Recorded data
_ _ _ _

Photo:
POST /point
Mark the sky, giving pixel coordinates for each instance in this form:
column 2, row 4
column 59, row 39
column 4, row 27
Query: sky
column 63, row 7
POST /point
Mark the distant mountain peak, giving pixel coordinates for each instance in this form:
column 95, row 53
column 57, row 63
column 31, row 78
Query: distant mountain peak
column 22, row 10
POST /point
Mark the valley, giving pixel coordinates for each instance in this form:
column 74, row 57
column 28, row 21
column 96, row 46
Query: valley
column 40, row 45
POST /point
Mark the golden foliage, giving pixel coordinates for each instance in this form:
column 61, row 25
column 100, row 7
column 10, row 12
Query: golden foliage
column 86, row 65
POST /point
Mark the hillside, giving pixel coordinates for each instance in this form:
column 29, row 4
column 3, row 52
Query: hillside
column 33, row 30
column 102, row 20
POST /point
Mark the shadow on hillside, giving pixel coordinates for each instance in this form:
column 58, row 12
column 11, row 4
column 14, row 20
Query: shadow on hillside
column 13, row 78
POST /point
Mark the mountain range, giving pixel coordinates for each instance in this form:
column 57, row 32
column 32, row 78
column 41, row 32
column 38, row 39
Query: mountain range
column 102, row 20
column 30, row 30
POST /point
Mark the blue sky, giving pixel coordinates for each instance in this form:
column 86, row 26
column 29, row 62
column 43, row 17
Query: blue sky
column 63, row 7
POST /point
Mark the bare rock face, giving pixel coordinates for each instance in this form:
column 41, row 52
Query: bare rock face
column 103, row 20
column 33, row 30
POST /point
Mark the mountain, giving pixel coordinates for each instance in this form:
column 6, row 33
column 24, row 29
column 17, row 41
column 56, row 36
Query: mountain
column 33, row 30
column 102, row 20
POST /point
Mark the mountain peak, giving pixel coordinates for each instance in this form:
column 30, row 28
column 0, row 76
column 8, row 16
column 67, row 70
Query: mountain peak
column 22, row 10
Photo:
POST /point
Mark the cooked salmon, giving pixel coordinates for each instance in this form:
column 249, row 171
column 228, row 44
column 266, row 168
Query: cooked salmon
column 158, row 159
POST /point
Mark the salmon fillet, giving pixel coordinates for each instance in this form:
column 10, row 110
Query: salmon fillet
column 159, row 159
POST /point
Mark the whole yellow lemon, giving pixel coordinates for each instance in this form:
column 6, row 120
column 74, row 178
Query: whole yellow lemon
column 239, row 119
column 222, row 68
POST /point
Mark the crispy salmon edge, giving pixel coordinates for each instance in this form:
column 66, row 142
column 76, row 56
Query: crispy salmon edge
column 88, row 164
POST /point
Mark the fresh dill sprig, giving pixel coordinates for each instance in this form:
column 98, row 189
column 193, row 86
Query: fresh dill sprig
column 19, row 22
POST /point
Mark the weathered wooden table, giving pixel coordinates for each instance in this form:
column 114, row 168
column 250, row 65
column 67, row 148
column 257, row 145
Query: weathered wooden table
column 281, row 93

_ _ _ _

**Exercise details:**
Would you write out all of the data exactly as given?

**Result for this exercise:**
Photo:
POST /point
Mark the sky, giving pixel coordinates for each instance in this form:
column 2, row 4
column 59, row 39
column 4, row 27
Query: sky
column 63, row 7
POST /point
Mark the distant mountain peak, giving pixel coordinates for each instance in this form:
column 95, row 53
column 57, row 63
column 31, row 78
Query: distant mountain peak
column 22, row 10
POST /point
Mark the valley, giving pixel coordinates for each instance in this form:
column 74, row 57
column 28, row 21
column 96, row 46
Query: valley
column 40, row 45
POST /point
Mark the golden foliage, giving pixel coordinates for each instance in this form:
column 61, row 25
column 100, row 7
column 10, row 12
Query: golden foliage
column 86, row 65
POST /point
Mark the hillside, giving pixel coordinates for each instance in this form:
column 29, row 4
column 3, row 52
Query: hillside
column 33, row 30
column 102, row 20
POST /point
Mark the shadow on hillside, giving pixel coordinates for each instance in this form:
column 58, row 12
column 11, row 4
column 14, row 20
Query: shadow on hillside
column 13, row 78
POST /point
Mark the mountain range, giving pixel coordinates for each instance in this form:
column 57, row 32
column 32, row 78
column 41, row 32
column 38, row 39
Query: mountain range
column 102, row 20
column 30, row 30
POST /point
Mark the blue sky, giving pixel coordinates for each instance in this form:
column 86, row 26
column 29, row 62
column 43, row 17
Query: blue sky
column 63, row 7
POST /point
Mark the bare rock face, giving pixel coordinates for each instance in this form:
column 41, row 52
Query: bare rock face
column 103, row 20
column 33, row 30
POST /point
Mark the mountain, giving pixel coordinates for each instance in this form:
column 6, row 33
column 24, row 29
column 17, row 41
column 56, row 36
Query: mountain
column 33, row 30
column 102, row 20
POST /point
Mark the mountain peak, giving pixel coordinates for each instance in this form:
column 30, row 28
column 0, row 76
column 8, row 16
column 67, row 70
Query: mountain peak
column 22, row 10
Photo:
POST /point
Mark the cooked salmon, giving pixel coordinates for each instance in this form:
column 249, row 171
column 228, row 44
column 266, row 168
Query: cooked salmon
column 158, row 159
POST /point
Mark the salmon fillet, giving pixel coordinates for each instance in this form:
column 10, row 110
Query: salmon fillet
column 159, row 159
POST /point
Mark the whole yellow lemon, giving pixel coordinates for each instance in this form:
column 6, row 120
column 74, row 178
Query: whole yellow lemon
column 239, row 119
column 222, row 68
POST /point
Mark the crispy salmon edge, giving pixel coordinates for each instance in this form:
column 66, row 142
column 76, row 56
Query: crispy salmon edge
column 88, row 164
POST /point
Mark the fresh dill sprig, giving pixel coordinates for each instance in this form:
column 98, row 189
column 193, row 86
Query: fresh dill sprig
column 19, row 22
POST /point
Mark the weathered wooden table, giving pixel coordinates for each instance in this form:
column 114, row 168
column 250, row 65
column 67, row 148
column 257, row 145
Query: weathered wooden table
column 281, row 93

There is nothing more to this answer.